--- Data entries ---
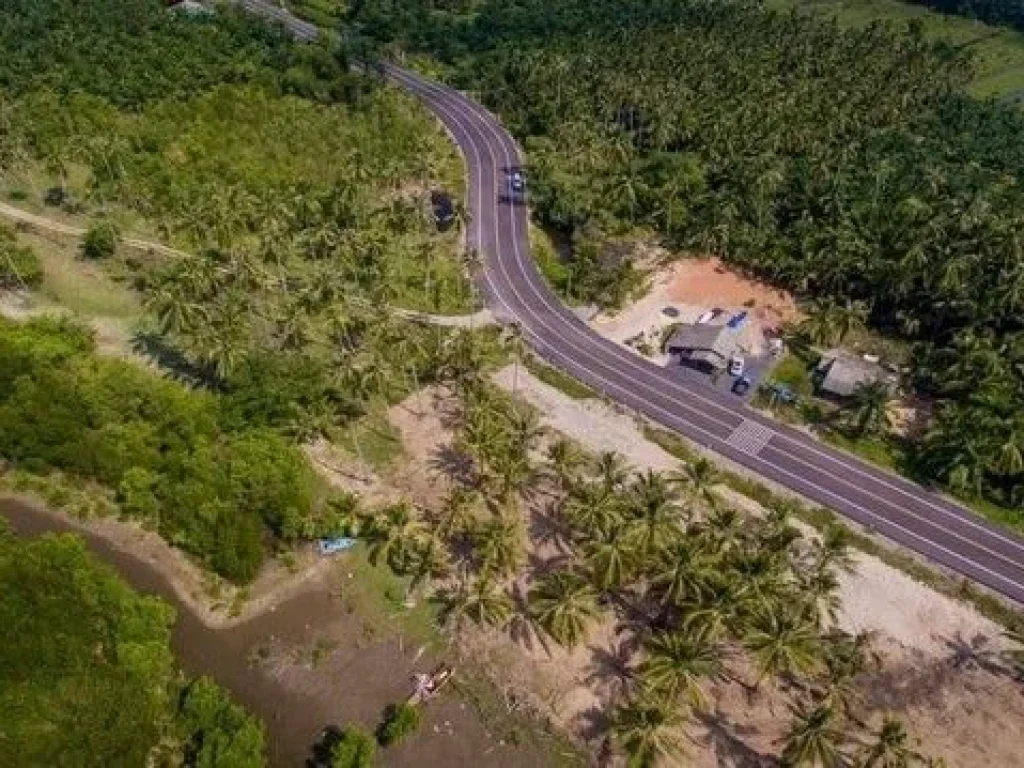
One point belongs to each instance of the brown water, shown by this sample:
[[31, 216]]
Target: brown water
[[295, 701]]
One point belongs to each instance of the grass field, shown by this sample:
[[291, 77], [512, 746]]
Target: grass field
[[85, 289], [998, 51]]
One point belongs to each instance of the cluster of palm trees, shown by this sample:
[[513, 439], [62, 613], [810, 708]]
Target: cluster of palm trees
[[845, 165], [700, 594]]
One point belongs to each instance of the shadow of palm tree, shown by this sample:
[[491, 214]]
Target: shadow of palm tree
[[727, 739], [453, 464], [610, 671], [976, 652], [547, 529]]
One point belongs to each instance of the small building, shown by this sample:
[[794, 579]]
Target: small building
[[443, 210], [842, 375], [705, 347]]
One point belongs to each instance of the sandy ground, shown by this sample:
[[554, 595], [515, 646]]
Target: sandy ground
[[937, 652], [689, 288]]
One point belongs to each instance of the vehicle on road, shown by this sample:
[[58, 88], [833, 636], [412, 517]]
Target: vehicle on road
[[737, 320], [736, 365], [741, 386]]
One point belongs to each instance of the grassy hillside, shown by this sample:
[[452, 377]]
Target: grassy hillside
[[997, 51]]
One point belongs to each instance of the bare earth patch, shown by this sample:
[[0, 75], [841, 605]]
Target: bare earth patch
[[938, 654], [682, 291]]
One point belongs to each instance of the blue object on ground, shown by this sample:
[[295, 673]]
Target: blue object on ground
[[736, 321], [333, 546]]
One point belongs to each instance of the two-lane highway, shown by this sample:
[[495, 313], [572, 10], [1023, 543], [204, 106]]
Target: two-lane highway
[[902, 511], [906, 513]]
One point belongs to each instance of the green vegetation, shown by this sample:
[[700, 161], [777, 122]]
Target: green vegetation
[[19, 266], [223, 135], [996, 54], [857, 172], [399, 722], [555, 378], [164, 449], [355, 749], [100, 241], [87, 676], [991, 11], [986, 603]]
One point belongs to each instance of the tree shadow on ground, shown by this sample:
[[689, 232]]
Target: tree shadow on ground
[[155, 348], [729, 741]]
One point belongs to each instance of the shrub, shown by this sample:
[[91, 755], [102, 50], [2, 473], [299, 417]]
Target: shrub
[[356, 749], [399, 721], [100, 241], [19, 267]]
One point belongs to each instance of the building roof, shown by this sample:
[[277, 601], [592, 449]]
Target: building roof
[[713, 344], [844, 375]]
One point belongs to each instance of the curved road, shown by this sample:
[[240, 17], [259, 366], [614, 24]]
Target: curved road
[[906, 513]]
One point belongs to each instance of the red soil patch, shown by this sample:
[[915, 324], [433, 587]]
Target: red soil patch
[[708, 282]]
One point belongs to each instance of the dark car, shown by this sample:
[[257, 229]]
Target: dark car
[[741, 386]]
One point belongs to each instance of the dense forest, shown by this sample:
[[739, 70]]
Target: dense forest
[[846, 165], [86, 673], [169, 453], [1008, 12], [217, 128]]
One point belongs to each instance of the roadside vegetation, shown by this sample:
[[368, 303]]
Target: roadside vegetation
[[87, 676], [223, 136], [857, 173], [551, 549]]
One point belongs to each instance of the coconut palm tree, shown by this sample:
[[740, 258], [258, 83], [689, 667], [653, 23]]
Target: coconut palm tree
[[648, 729], [684, 573], [563, 603], [891, 749], [814, 739], [592, 507], [652, 513], [782, 642], [869, 412], [609, 557], [499, 545], [428, 559], [481, 601], [679, 664], [394, 535]]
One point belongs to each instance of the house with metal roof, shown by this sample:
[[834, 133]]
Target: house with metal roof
[[705, 347], [842, 375]]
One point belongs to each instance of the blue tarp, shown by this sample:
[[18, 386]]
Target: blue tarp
[[332, 546]]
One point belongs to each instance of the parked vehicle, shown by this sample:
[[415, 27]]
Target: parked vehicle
[[737, 320], [741, 386], [736, 365]]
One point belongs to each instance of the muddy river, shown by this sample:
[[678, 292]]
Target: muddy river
[[297, 700]]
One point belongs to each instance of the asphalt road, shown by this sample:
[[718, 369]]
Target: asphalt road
[[916, 518]]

--- Task brief ---
Recast every line of the listing above as a Markdown table with the columns Row and Line, skipping blank lines. Leave the pictures out of the table.

--- Task answer ---
| Row | Line |
|---|---|
| 1 | One point belongs to each instance of the brown water, shown by this sample: |
| 2 | [[31, 216]] |
| 3 | Target: brown water |
| 4 | [[295, 701]] |
| 5 | One point belongs to each instance of the grass field, shown by this sample: |
| 6 | [[291, 77], [512, 746]] |
| 7 | Target: grass field |
| 8 | [[85, 289], [998, 51]] |
| 9 | One point belongs to each instance of the cluster of palm trees, shown by this sample: |
| 10 | [[513, 439], [62, 613], [810, 708]] |
| 11 | Target: cluster of palm trees |
| 12 | [[845, 165], [700, 594]] |
| 13 | One point belongs to each instance of the shadow of palm tree, shown by this sample: |
| 14 | [[491, 214]] |
| 15 | Target: shadow of palm tree |
| 16 | [[727, 739], [453, 464], [610, 671], [976, 652], [547, 529]] |
| 17 | One point belongs to each instance of the small building, shown by this sample: |
| 18 | [[794, 579]] |
| 19 | Target: small building |
| 20 | [[443, 210], [842, 375], [705, 347]] |
| 21 | One point belongs to each instance of the sandy ground, shown by this sample: |
| 22 | [[554, 595], [515, 646]] |
| 23 | Target: sandy ground |
| 24 | [[937, 652], [689, 288]] |
| 25 | One point belongs to each instance of the vehicle on road, shown by this sample: |
| 26 | [[58, 88], [833, 636], [412, 517]] |
| 27 | Target: vehicle on road |
| 28 | [[737, 320], [736, 365], [741, 386]] |
| 29 | One point belongs to each instance of the grassy hillside, shown by this sample: |
| 30 | [[452, 377]] |
| 31 | Target: grassy hillside |
| 32 | [[997, 51]] |
| 33 | One point belongs to each instance of the bare earth patch, shown by this sample: |
| 34 | [[0, 75], [841, 605]] |
| 35 | Target: bare earth patch |
| 36 | [[938, 654], [682, 291]] |
| 37 | One point belongs to each instance of the blue object on ground, shown by this sample: |
| 38 | [[295, 673]] |
| 39 | Target: blue object on ground |
| 40 | [[736, 321], [333, 546]] |
| 41 | One point belongs to each instance of the two-lane highway, shown by this sample: |
| 42 | [[495, 313], [572, 10], [1023, 543], [204, 106]] |
| 43 | Target: two-lane highway |
| 44 | [[902, 511], [906, 513]] |
| 45 | One point belongs to each instance of the green vegetation, shown by this sample: |
| 46 | [[700, 161], [777, 122]] |
| 47 | Target: green vegetation |
| 48 | [[19, 266], [223, 135], [996, 54], [857, 172], [399, 722], [555, 378], [164, 449], [355, 749], [100, 241], [87, 676], [991, 11], [986, 603]] |
| 49 | One point belongs to each instance of the tree shadow on ground, shown by this sample: |
| 50 | [[689, 232]] |
| 51 | Target: tree shadow on ground |
| 52 | [[155, 348], [729, 741]] |
| 53 | One point belongs to each instance of the shrub, shown by this sample: |
| 54 | [[91, 755], [102, 50], [2, 473], [299, 417]] |
| 55 | Target: shrub |
| 56 | [[356, 749], [399, 721], [100, 241], [19, 267]] |
| 57 | One point belongs to each instance of the building roof, shown by this sample: |
| 58 | [[277, 601], [592, 449]] |
| 59 | Target: building roof |
| 60 | [[713, 344], [844, 375]] |
| 61 | One point belongs to each instance of the curved road, shown by this sample: |
| 62 | [[240, 17], [259, 366], [614, 24]] |
| 63 | Target: curved road |
| 64 | [[906, 513]] |
| 65 | One point belongs to each instance of the red soil patch, shown by this sample: |
| 66 | [[915, 324], [433, 587]] |
| 67 | Target: red soil patch |
| 68 | [[708, 282]] |
| 69 | One point belongs to each instance of the dark car, shown by this sample: |
| 70 | [[257, 229]] |
| 71 | Target: dark car |
| 72 | [[741, 386]] |
| 73 | One point belongs to each instance of the dense forest, shown by this sample: |
| 74 | [[739, 70]] |
| 75 | Target: dense forest |
| 76 | [[846, 165], [86, 673], [169, 453], [1008, 12], [217, 128]] |
| 77 | One point belongs to each instance of the roadside vegetation, shown by this sample: |
| 78 | [[368, 303]] |
| 79 | Target: roadside vegetation |
| 80 | [[87, 676], [223, 136], [857, 173], [551, 549]] |
| 81 | One point belongs to each instance of the coconut palm tree, shown by this sample: |
| 82 | [[740, 258], [258, 83], [689, 667], [653, 23]] |
| 83 | Target: coconut palm tree |
| 84 | [[648, 729], [684, 573], [563, 603], [891, 749], [814, 739], [592, 507], [652, 513], [782, 642], [869, 412], [609, 557], [499, 545], [428, 559], [481, 601], [679, 664], [394, 535]] |
| 85 | One point belongs to each instance of the house with metal roof, shown by this sample: |
| 86 | [[834, 133]] |
| 87 | Target: house with metal roof |
| 88 | [[705, 347], [842, 375]] |
| 89 | One point belongs to each instance of the blue tarp, shown by this sample: |
| 90 | [[18, 386]] |
| 91 | Target: blue tarp |
| 92 | [[332, 546]] |
| 93 | One point belongs to each instance of the parked vehicle, shown by this sample: |
| 94 | [[415, 27]] |
| 95 | Target: parked vehicle |
| 96 | [[737, 320], [741, 386], [736, 365]] |
| 97 | One point belongs to each instance of the muddy river, shown by this sample: |
| 98 | [[678, 292]] |
| 99 | Target: muddy river |
| 100 | [[297, 700]] |
| 101 | One point belongs to each instance of the asphalt road, shown by this sample: |
| 102 | [[718, 369]] |
| 103 | Target: asphalt road |
| 104 | [[916, 518]] |